What this exercise asks
#1 Answer these from the passage on top goal scorers in the TT Pro League:
(a) In what year did the league begin?
(b) How many goals did Earl Jean score in 2005, when he shared the Golden Boot?
(c) Who became the first player to score ten or more goals in four consecutive seasons?
#2 Please carry the passage on top goal scorers in the TT Pro League forward from its last sentence.

Document passage
§

The following is a list of the top goal scorers in the TT Pro League since its inception in 1999. In each season, the top ten goal scorers are listed with their respective number of goals and club(s). Although incomplete statistics and goal scoring records exist for the 1999 through 2003–04 seasons, a list of the known top ten goal scorers are provided. If there are six or more players tied for tenth position in a season, then the players are excluded from the list.

Arnold Dwarika and Nigel Pierre became the first Pro League goal scorers to record ten or more goals in consecutive seasons between 1999 and 2000. One season later, Rolston James joined the duo to become the third Pro League goal scorer to record ten or more goals in consecutive seasons during 2000 and 2001. However, Saint Lucian Earl Jean of W Connection became the first player to achieve ten or more goals in three consecutive seasons in 2005–07, which included a share of the Golden Boot in 2005 with 14 goals. However, following the 2010–11 season, Devorn Jorsling became the first Pro League player to score ten or more goals in four consecutive seasons from 2007–11.

§

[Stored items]

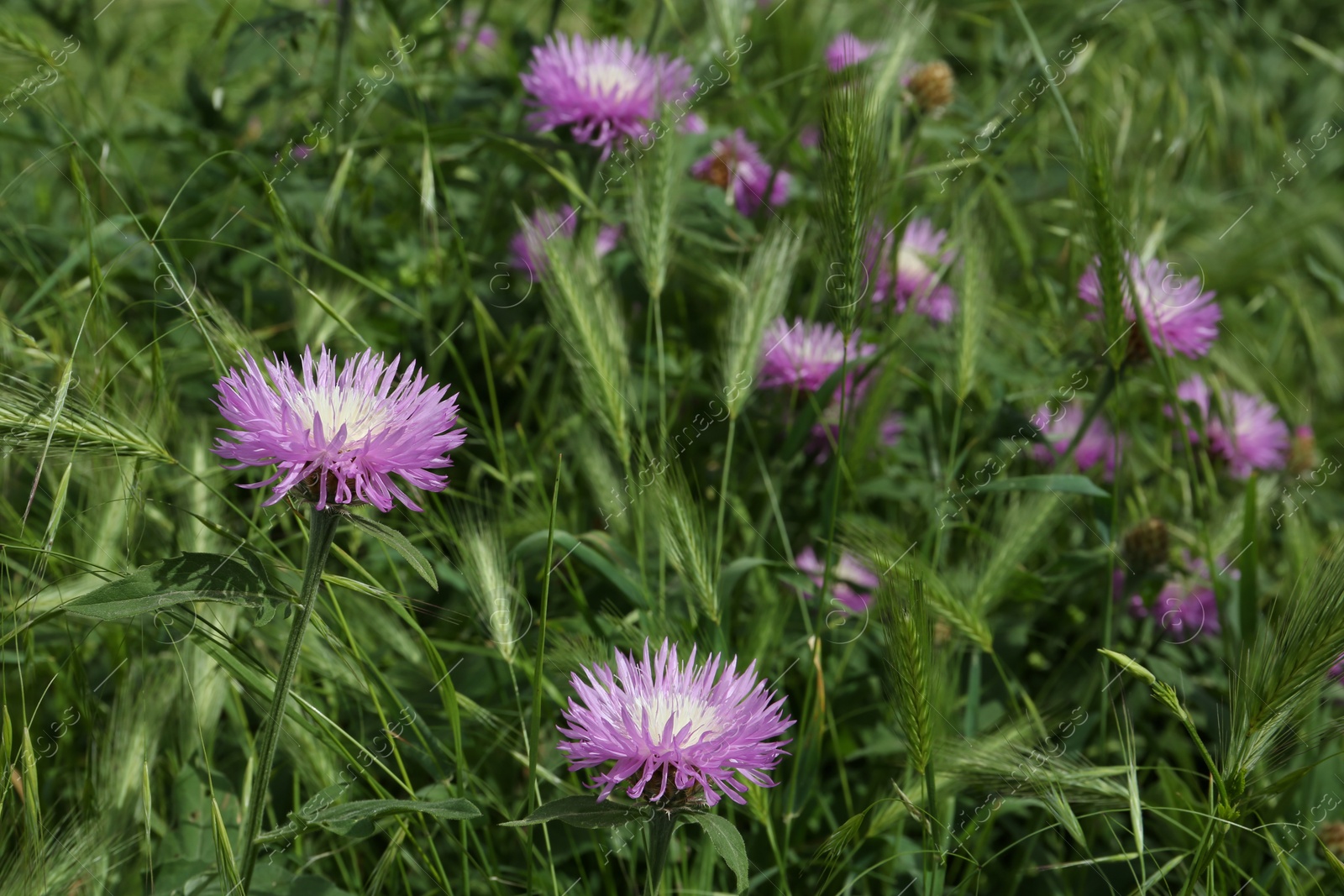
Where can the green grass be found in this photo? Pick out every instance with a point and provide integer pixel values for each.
(150, 231)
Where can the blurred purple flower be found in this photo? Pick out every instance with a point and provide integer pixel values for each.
(692, 123)
(806, 355)
(851, 582)
(1097, 445)
(605, 90)
(486, 36)
(916, 275)
(1187, 611)
(531, 257)
(736, 165)
(1180, 317)
(1247, 432)
(847, 50)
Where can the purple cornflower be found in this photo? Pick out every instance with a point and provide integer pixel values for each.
(605, 90)
(1187, 610)
(847, 50)
(827, 430)
(806, 355)
(1187, 606)
(851, 582)
(916, 275)
(1180, 317)
(349, 432)
(736, 165)
(1247, 432)
(1097, 445)
(530, 257)
(682, 728)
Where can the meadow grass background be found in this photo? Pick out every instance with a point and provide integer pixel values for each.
(156, 219)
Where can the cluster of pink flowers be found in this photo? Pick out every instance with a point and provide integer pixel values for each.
(914, 273)
(531, 257)
(1187, 606)
(698, 730)
(1247, 430)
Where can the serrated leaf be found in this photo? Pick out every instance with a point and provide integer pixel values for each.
(726, 841)
(400, 543)
(581, 812)
(181, 579)
(1068, 483)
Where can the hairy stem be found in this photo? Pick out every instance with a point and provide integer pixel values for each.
(322, 532)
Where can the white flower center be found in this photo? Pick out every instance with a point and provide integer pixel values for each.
(703, 719)
(911, 262)
(360, 412)
(611, 80)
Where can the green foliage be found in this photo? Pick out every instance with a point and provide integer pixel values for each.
(181, 187)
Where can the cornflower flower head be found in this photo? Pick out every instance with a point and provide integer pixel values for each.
(530, 257)
(806, 355)
(1247, 430)
(1180, 316)
(1187, 610)
(736, 165)
(346, 432)
(605, 90)
(1186, 607)
(1058, 429)
(914, 277)
(847, 50)
(694, 731)
(851, 582)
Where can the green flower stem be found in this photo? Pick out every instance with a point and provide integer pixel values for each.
(660, 837)
(322, 532)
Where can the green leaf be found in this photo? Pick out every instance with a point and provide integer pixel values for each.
(573, 547)
(581, 812)
(183, 579)
(726, 841)
(732, 574)
(400, 543)
(1068, 483)
(356, 819)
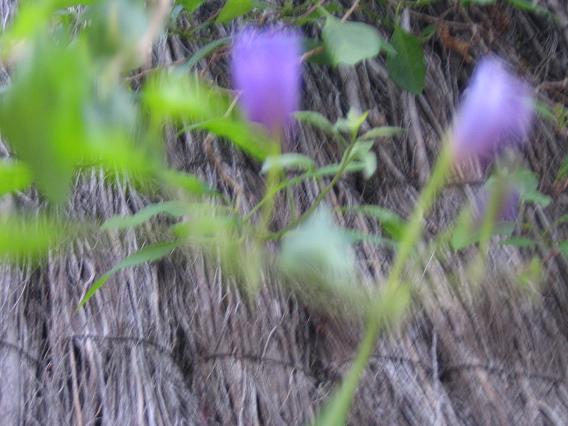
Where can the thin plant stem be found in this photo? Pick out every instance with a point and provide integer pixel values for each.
(321, 196)
(338, 407)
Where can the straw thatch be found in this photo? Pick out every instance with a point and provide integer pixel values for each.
(174, 343)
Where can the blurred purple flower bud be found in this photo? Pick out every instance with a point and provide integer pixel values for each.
(497, 112)
(508, 208)
(266, 70)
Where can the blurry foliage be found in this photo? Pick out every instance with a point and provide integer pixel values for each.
(69, 107)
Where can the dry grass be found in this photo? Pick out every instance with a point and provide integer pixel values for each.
(172, 343)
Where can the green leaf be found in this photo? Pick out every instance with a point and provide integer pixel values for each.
(523, 242)
(242, 134)
(315, 119)
(407, 67)
(287, 161)
(563, 246)
(355, 236)
(318, 252)
(28, 237)
(42, 115)
(14, 176)
(175, 95)
(188, 182)
(183, 97)
(234, 9)
(190, 5)
(172, 208)
(352, 122)
(527, 183)
(350, 42)
(391, 222)
(363, 155)
(203, 52)
(381, 132)
(149, 253)
(529, 6)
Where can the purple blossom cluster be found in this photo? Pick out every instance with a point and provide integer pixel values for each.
(266, 72)
(497, 112)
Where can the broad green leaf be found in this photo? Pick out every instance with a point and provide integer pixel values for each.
(315, 119)
(234, 9)
(318, 252)
(406, 66)
(184, 97)
(149, 253)
(28, 237)
(203, 52)
(116, 28)
(190, 5)
(287, 161)
(350, 42)
(42, 115)
(381, 132)
(172, 208)
(14, 176)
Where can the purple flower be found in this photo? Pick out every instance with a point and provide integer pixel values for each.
(508, 208)
(497, 112)
(266, 71)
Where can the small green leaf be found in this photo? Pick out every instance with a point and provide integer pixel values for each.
(391, 222)
(14, 176)
(363, 155)
(318, 252)
(188, 182)
(352, 122)
(350, 42)
(173, 208)
(315, 119)
(562, 219)
(563, 246)
(203, 52)
(407, 67)
(288, 161)
(234, 9)
(355, 236)
(149, 253)
(527, 183)
(242, 134)
(381, 132)
(523, 242)
(190, 5)
(29, 237)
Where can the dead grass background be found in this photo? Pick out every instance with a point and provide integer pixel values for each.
(173, 343)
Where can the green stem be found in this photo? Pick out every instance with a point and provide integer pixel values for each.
(413, 230)
(321, 196)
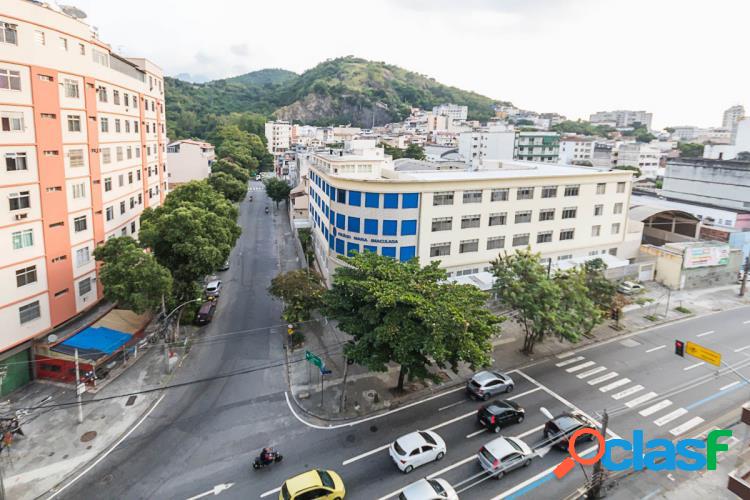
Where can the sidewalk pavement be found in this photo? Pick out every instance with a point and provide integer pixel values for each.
(371, 392)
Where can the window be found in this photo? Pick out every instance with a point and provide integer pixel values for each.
(25, 276)
(80, 224)
(544, 237)
(520, 239)
(442, 198)
(498, 219)
(442, 224)
(566, 234)
(20, 200)
(23, 239)
(29, 312)
(499, 194)
(569, 213)
(440, 249)
(473, 196)
(467, 246)
(15, 161)
(468, 221)
(523, 216)
(74, 123)
(549, 192)
(525, 193)
(10, 80)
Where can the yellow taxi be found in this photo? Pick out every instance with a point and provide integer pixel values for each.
(313, 484)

§

Outputs
#1
(a) 1999
(b) 14
(c) Devorn Jorsling

#2
In addition, Nigel Pierre became the first player to finish in the top ten goal scorers in three consecutive seasons from 1999–2001. Kenwyne Jones later became the second player after the Trinidad and Tobago international scored 9, 18, and 12 goals respectively during the 2002–04 seasons. Moreover, Anthony Wolfe became the third to finish in the top ten scorers for three consecutive seasons from 2004–06. Devorn Jorsling later became the first player to finish in the top ten goal scorers in eight consecutive seasons after having earned the achievement in the 2007–14 seasons. In addition, Jorsling also holds the milestone of having finished in the top ten goal scorers on eight separate occasions.

On four separate occasions, five of the top ten positions in league scoring were held by foreign players. The first occurrence was in 2000 when Keith Gumbs (Saint Kitts and Nevis), José Maria Manoel and Gefferson (Brazil), Earl Jean (Saint Lucia), and Kendall Velox (Saint Vincent and the Grenadines) were among the top goal scorers in the league season. On the other hand, 2010–11 saw all ten top scorers for the season originate from Trinidad and Tobago for the first time, which was repeated in 2011–12, 2013–14, and 2015–16.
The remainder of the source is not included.